In 1936, Mabel Vogel Morphett and Carleton Washburne wrote When Should Children Begin to Read? a research paper published in The Elementary School Journal.
This is a critical question because if children are pushed to read before they’re ready, they might not get it, then hate it, fail to read later and decide that reading is more trouble than it’s worth.
For twenty-two years, mainly since NCLB, learning to read has been pushed down to younger ages, with higher expectations not only for preschoolers and kindergartners but also for third graders in danger of retention if they don’t pass a reading test.
Morphett and Washburne were concerned about the age at which they should teach reading so that children wouldn’t have a distaste for the subject.
They examined 141 first graders’ intelligence, providing them with twenty-one steps of reading material and looking at sight word scores and mental ages as measured by the Detroit and Stanford-Binet Tests, with moderate to high correlations—enough to be believable and important.
Stanford-Binet test results indicated that children would gain considerably in speed of learning if they could wait until they had attained a mental age of seven years and six months before beginning to read.
By curving results, they also found that children taking the Detroit Test with mental ages of six years and six months made progress practically as satisfactory as those with higher mental ages.
So they deemed six years and six months the breaking point in the curve, that is, the point beyond which postponing the teaching of reading yields little gain.
It seems that six and a half is the sweet spot, the age to start teaching formal reading, which is when most schools used to start.
Also, the study looked at mental, not chronological age (how old a child is). Most schools today don’t consider mental ages because they’re connected to Intelligent Quotients, which have generated valid concerns over the years.
What this means, of course, is that some first graders could be six and have mental ages on the high side of seven or eight, and others the lower side of age four or below. In both cases, the instruction to effectively teach each child would be different.

Goal a:
Output the whole passage on when children should begin to read, word for word.
The text and the records were taken from unrelated sources.

Data for processing:

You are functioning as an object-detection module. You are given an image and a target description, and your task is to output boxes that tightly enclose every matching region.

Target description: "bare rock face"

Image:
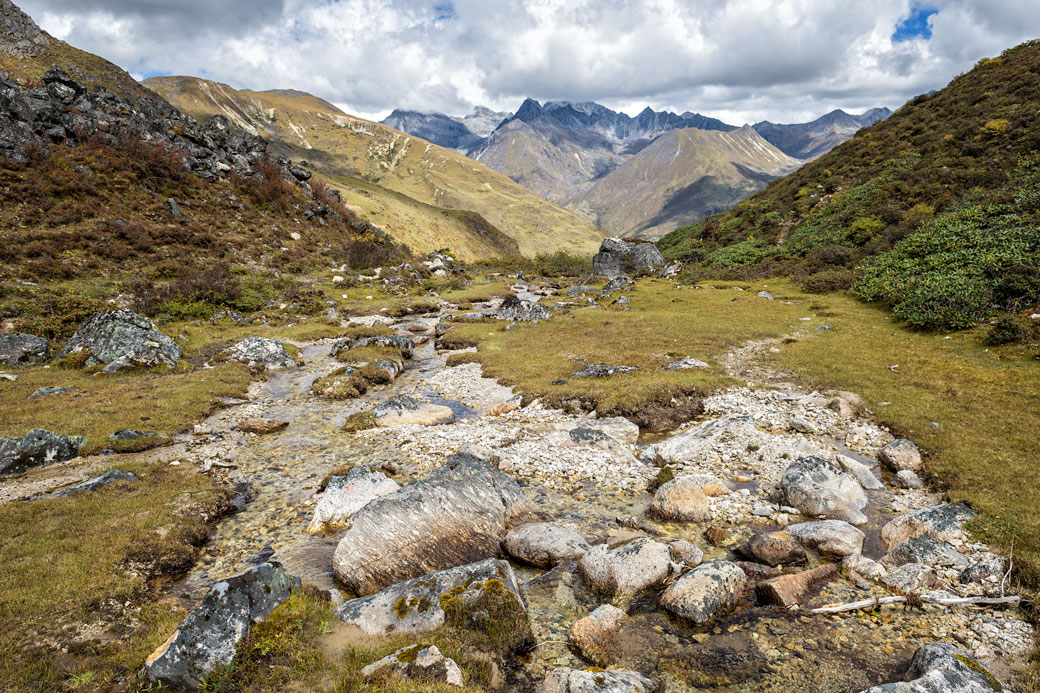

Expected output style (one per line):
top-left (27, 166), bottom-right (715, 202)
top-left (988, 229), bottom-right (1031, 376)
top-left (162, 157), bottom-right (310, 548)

top-left (336, 559), bottom-right (527, 635)
top-left (649, 477), bottom-right (711, 522)
top-left (780, 457), bottom-right (867, 524)
top-left (58, 310), bottom-right (181, 370)
top-left (307, 466), bottom-right (400, 534)
top-left (578, 538), bottom-right (671, 597)
top-left (538, 669), bottom-right (658, 693)
top-left (333, 454), bottom-right (538, 594)
top-left (502, 522), bottom-right (590, 568)
top-left (145, 563), bottom-right (300, 689)
top-left (660, 561), bottom-right (747, 624)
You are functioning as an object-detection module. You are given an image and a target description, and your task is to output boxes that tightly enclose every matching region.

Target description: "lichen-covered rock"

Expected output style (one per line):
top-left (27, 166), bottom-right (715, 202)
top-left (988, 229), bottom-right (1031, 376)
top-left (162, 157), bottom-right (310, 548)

top-left (223, 337), bottom-right (296, 370)
top-left (307, 466), bottom-right (400, 534)
top-left (784, 520), bottom-right (866, 557)
top-left (145, 563), bottom-right (300, 689)
top-left (881, 503), bottom-right (974, 550)
top-left (0, 334), bottom-right (51, 365)
top-left (660, 561), bottom-right (747, 624)
top-left (649, 477), bottom-right (711, 522)
top-left (333, 454), bottom-right (538, 594)
top-left (878, 438), bottom-right (922, 471)
top-left (58, 310), bottom-right (181, 370)
top-left (336, 559), bottom-right (527, 635)
top-left (538, 669), bottom-right (657, 693)
top-left (592, 238), bottom-right (665, 278)
top-left (502, 522), bottom-right (590, 568)
top-left (571, 604), bottom-right (628, 666)
top-left (374, 394), bottom-right (454, 429)
top-left (862, 642), bottom-right (1005, 693)
top-left (780, 457), bottom-right (866, 524)
top-left (578, 538), bottom-right (671, 597)
top-left (360, 645), bottom-right (465, 688)
top-left (0, 429), bottom-right (86, 474)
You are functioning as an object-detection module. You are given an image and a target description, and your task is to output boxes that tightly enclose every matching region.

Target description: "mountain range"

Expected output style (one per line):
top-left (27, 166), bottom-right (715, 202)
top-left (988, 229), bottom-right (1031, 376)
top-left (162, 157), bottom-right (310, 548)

top-left (384, 99), bottom-right (891, 237)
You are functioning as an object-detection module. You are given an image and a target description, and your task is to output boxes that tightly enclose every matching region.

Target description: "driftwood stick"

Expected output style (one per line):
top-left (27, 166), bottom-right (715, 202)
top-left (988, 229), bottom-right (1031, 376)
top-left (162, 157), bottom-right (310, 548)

top-left (807, 596), bottom-right (1022, 614)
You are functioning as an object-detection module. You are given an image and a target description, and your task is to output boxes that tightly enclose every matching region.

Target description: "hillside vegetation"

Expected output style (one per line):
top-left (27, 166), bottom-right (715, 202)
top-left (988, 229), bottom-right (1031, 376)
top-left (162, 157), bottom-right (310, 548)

top-left (146, 77), bottom-right (601, 260)
top-left (658, 42), bottom-right (1040, 328)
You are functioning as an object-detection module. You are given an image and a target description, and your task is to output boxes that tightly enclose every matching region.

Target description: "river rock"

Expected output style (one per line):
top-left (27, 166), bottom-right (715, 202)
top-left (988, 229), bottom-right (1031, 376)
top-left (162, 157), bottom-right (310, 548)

top-left (145, 563), bottom-right (300, 689)
top-left (578, 537), bottom-right (671, 597)
top-left (307, 466), bottom-right (400, 534)
top-left (538, 669), bottom-right (657, 693)
top-left (571, 604), bottom-right (628, 666)
top-left (592, 237), bottom-right (665, 278)
top-left (878, 438), bottom-right (921, 471)
top-left (360, 645), bottom-right (465, 688)
top-left (748, 532), bottom-right (807, 566)
top-left (333, 454), bottom-right (538, 594)
top-left (335, 559), bottom-right (526, 635)
top-left (862, 642), bottom-right (1005, 693)
top-left (329, 334), bottom-right (415, 359)
top-left (223, 337), bottom-right (296, 370)
top-left (0, 334), bottom-right (51, 365)
top-left (648, 477), bottom-right (711, 522)
top-left (58, 310), bottom-right (181, 369)
top-left (780, 457), bottom-right (866, 524)
top-left (784, 520), bottom-right (866, 558)
top-left (502, 522), bottom-right (590, 568)
top-left (881, 503), bottom-right (974, 550)
top-left (660, 561), bottom-right (747, 624)
top-left (0, 429), bottom-right (86, 474)
top-left (374, 394), bottom-right (454, 429)
top-left (881, 537), bottom-right (971, 570)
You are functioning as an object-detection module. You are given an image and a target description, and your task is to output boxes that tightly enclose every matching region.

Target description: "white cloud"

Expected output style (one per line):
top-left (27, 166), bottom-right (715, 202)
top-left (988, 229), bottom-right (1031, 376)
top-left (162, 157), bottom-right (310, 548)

top-left (14, 0), bottom-right (1040, 123)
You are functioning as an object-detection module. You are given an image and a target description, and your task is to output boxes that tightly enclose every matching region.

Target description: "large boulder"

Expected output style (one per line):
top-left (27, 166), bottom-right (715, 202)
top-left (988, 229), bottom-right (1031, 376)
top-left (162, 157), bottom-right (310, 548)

top-left (660, 561), bottom-right (747, 624)
top-left (307, 466), bottom-right (400, 534)
top-left (336, 559), bottom-right (527, 635)
top-left (649, 477), bottom-right (711, 522)
top-left (538, 669), bottom-right (657, 693)
top-left (224, 337), bottom-right (296, 370)
top-left (863, 642), bottom-right (1004, 693)
top-left (502, 522), bottom-right (590, 568)
top-left (145, 563), bottom-right (300, 689)
top-left (780, 457), bottom-right (866, 524)
top-left (333, 454), bottom-right (538, 594)
top-left (0, 429), bottom-right (86, 474)
top-left (578, 538), bottom-right (672, 597)
top-left (58, 310), bottom-right (181, 370)
top-left (881, 503), bottom-right (974, 551)
top-left (592, 238), bottom-right (665, 278)
top-left (0, 334), bottom-right (51, 365)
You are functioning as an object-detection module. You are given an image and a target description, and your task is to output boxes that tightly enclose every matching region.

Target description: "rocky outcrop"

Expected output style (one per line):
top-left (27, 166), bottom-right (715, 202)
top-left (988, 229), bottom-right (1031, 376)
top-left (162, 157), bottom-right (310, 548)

top-left (592, 238), bottom-right (665, 278)
top-left (502, 522), bottom-right (590, 568)
top-left (336, 559), bottom-right (527, 635)
top-left (660, 561), bottom-right (747, 624)
top-left (58, 310), bottom-right (181, 370)
top-left (0, 429), bottom-right (86, 474)
top-left (780, 457), bottom-right (866, 524)
top-left (222, 337), bottom-right (296, 370)
top-left (145, 563), bottom-right (300, 689)
top-left (307, 466), bottom-right (400, 534)
top-left (333, 454), bottom-right (537, 594)
top-left (0, 334), bottom-right (51, 365)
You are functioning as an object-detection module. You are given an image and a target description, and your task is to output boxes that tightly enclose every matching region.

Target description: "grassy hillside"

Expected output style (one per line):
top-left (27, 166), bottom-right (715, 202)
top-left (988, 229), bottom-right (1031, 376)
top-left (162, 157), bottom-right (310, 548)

top-left (146, 77), bottom-right (601, 259)
top-left (659, 42), bottom-right (1040, 328)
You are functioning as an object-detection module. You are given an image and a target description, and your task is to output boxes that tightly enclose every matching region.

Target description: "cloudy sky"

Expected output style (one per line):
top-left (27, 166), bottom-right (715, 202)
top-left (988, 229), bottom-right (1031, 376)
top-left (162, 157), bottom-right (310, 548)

top-left (16, 0), bottom-right (1040, 124)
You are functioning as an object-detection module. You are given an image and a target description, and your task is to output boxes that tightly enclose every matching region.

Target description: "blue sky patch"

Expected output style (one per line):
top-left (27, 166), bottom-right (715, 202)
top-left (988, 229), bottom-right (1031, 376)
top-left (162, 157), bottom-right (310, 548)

top-left (892, 7), bottom-right (939, 42)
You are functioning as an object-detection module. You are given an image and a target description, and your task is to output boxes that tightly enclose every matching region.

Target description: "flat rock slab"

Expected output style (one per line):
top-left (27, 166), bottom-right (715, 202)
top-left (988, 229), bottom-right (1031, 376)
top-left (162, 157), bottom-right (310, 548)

top-left (336, 559), bottom-right (526, 635)
top-left (307, 466), bottom-right (400, 534)
top-left (145, 563), bottom-right (300, 689)
top-left (333, 454), bottom-right (538, 594)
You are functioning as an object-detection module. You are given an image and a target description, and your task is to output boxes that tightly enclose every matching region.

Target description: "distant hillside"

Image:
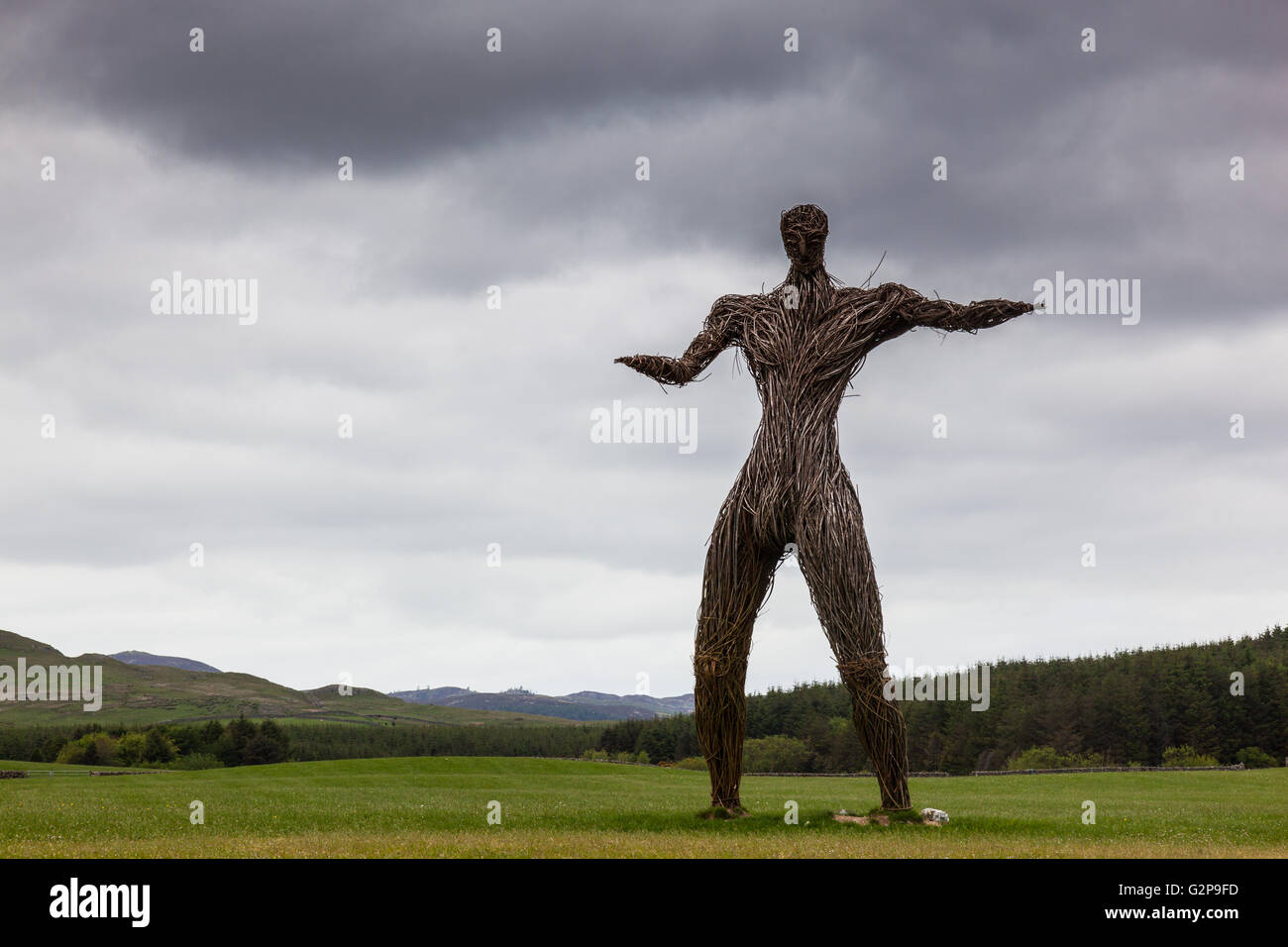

Goal b:
Tally the lines of the records that contain the string "hillside", with case counting, and give only that number.

Reply a:
In 1936, Mabel Vogel Morphett and Carleton Washburne wrote When Should Children Begin to Read? a research paper published in The Elementary School Journal.
This is a critical question because if children are pushed to read before they’re ready, they might not get it, then hate it, fail to read later and decide that reading is more trouble than it’s worth.
For twenty-two years, mainly since NCLB, learning to read has been pushed down to younger ages, with higher expectations not only for preschoolers and kindergartners but also for third graders in danger of retention if they don’t pass a reading test.
Morphett and Washburne were concerned about the age at which they should teach reading so that children wouldn’t have a distaste for the subject.
They examined 141 first graders’ intelligence, providing them with twenty-one steps of reading material and looking at sight word scores and mental ages as measured by the Detroit and Stanford-Binet Tests, with moderate to high correlations—enough to be believable and important.
Stanford-Binet test results indicated that children would gain considerably in speed of learning if they could wait until they had attained a mental age of seven years and six months before beginning to read.
By curving results, they also found that children taking the Detroit Test with mental ages of six years and six months made progress practically as satisfactory as those with higher mental ages.
So they deemed six years and six months the breaking point in the curve, that is, the point beyond which postponing the teaching of reading yields little gain.
It seems that six and a half is the sweet spot, the age to start teaching formal reading, which is when most schools used to start.
Also, the study looked at mental, not chronological age (how old a child is). Most schools today don’t consider mental ages because they’re connected to Intelligent Quotients, which have generated valid concerns over the years.
What this means, of course, is that some first graders could be six and have mental ages on the high side of seven or eight, and others the lower side of age four or below. In both cases, the instruction to effectively teach each child would be different.

Reply b:
3